La région adopte le cotonnier Bt

 

L'Ouganda est le seul pays d'Afrique de l'Est à connaître un déclin constant de la production de coton. Bien que l'Éthiopie et le Kenya aient connu les mêmes défis que l'Ouganda, ces deux pays ont réagi en adoptant la technologie Bt de réduction des coûts de production du coton comme mesure urgente pour relancer le secteur.

 

Les cotonniers Bt sont développés par génie génétique en transférant un gène d'une bactérie naturelle du sol, Bacillus thuringiensis, dans une variété désirée [ma note : cela n'est fait, en principe, qu'une seule fois ; après, on transfère le gène par des méthodes de sélection conventionnelles]. Le gène Bt offre une résistance naturelle à des insectes nuisibles, ce qui réduit la nécessité de traiter avec des pesticides. Les cultures actuelles avec des caractères Bt comprennent le maïs, le soja, le brinjal (aubergine) et le niébé.

 

Le mois dernier, le Kenya s'est lancé dans des essais de performance du cotonnier Bt à l'échelle nationale, qui marquent la dernière étape d'un projet de recherche de 12 ans avant que la graine de ce cotonnier ne soit vendue aux agriculteurs kenyans pour une production commerciale.

 

L'Ethiopie, quant à elle, vient d'approuver la libération environnementale du cotonnier Bt. Le Comité National d'Approbation des Semences de l'Éthiopie doit encore approuver les semences de cotonnier Bt avant qu'on puisse le cultiver dans les plantations et les petites fermes.

 

 

Statut du cotonnier GM en Ouganda

 

Après 2006, l'Institut National de Recherche sur les Ressources Semi-arides de l'Ouganda (NaSARRI), avec le soutien de Monsanto, a mené des essais sur le terrain pour le cotonnier résistant à des insectes (Bt) et tolérant à un herbicide. Les essais ont été réalisés pendant les deux saisons de culture 2009-2010 et 2010-2011 dans les zones traditionnelles de production de coton de Serere dans l'est de l'Ouganda et de Kasese dans le sud-ouest. L'information du NaSARRI montre que l'essai qui devait être mené pendant trois saisons de culture a été écourté d'une saison en raison d'un soutien financier insuffisant. Les résultats préliminaires de ces essais ont confirmé les résultats positifs et l'étape suivante consistait à transférer le gène dans les variétés de cotonnier ougandaises.

 

Pius Elobu, un chercheur travaillant sur le cotonnier au NaSARRI et qui a géré les essais sur le terrain dans l'est de l'Ouganda, attribue la fin des essais à l'incertitude causée par l'absence d'une loi favorable sur la biosécurité. « Les résultats des essais sur le terrain ont montré que les deux caractères de la résistance au ver de la capsule et de la tolérance à un herbicide étaient très efficaces », a-t-il déclaré. « Nous n'avons pas pu continuer après les essais sur le terrain parce qu'il n'y avait pas de loi complète sur la biosécurité, comme encore maintenant. »

-- Consigne --
Pour chaque affirmation, indiquez par oui ou par non si elle concorde avec l'extrait sur le cotonnier Bt, puis citez mot pour mot le passage de l'extrait qui tranche. 1. Le Kenya a lancé le mois dernier des essais de performance du cotonnier Bt à l'échelle nationale. 2. En Éthiopie, le Comité National d'Approbation des Semences a déjà approuvé les semences de cotonnier Bt. 3. En Ouganda, l'essai sur le terrain s'est déroulé sur les trois saisons de culture prévues.

-- Données fournies --
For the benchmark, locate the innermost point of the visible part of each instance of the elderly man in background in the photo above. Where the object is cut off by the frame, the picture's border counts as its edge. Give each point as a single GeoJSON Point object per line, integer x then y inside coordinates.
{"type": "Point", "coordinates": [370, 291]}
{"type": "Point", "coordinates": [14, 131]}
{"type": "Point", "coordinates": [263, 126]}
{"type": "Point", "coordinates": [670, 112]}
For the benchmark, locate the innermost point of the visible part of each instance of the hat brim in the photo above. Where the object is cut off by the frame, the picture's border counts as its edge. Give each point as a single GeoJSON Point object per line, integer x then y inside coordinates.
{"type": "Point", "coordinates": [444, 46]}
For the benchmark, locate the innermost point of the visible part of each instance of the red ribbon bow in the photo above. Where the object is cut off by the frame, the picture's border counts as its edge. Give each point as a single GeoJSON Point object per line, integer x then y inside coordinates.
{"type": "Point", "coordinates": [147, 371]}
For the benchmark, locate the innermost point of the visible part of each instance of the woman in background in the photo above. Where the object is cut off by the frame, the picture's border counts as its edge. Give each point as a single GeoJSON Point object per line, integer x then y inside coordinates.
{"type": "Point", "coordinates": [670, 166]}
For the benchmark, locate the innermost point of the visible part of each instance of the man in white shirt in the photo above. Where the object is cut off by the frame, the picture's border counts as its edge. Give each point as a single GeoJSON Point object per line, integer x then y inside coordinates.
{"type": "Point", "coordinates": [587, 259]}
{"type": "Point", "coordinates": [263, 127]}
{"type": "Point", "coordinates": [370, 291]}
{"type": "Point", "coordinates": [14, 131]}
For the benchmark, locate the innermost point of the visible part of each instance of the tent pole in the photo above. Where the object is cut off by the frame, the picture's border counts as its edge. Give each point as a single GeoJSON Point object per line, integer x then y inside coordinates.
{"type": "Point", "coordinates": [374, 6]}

-- Corrigé --
1. Oui : « Le mois dernier, le Kenya s'est lancé dans des essais de performance du cotonnier Bt à l'échelle nationale »
2. Non : « Le Comité National d'Approbation des Semences de l'Éthiopie doit encore approuver les semences de cotonnier Bt »
3. Non : « l'essai qui devait être mené pendant trois saisons de culture a été écourté d'une saison en raison d'un soutien financier insuffisant »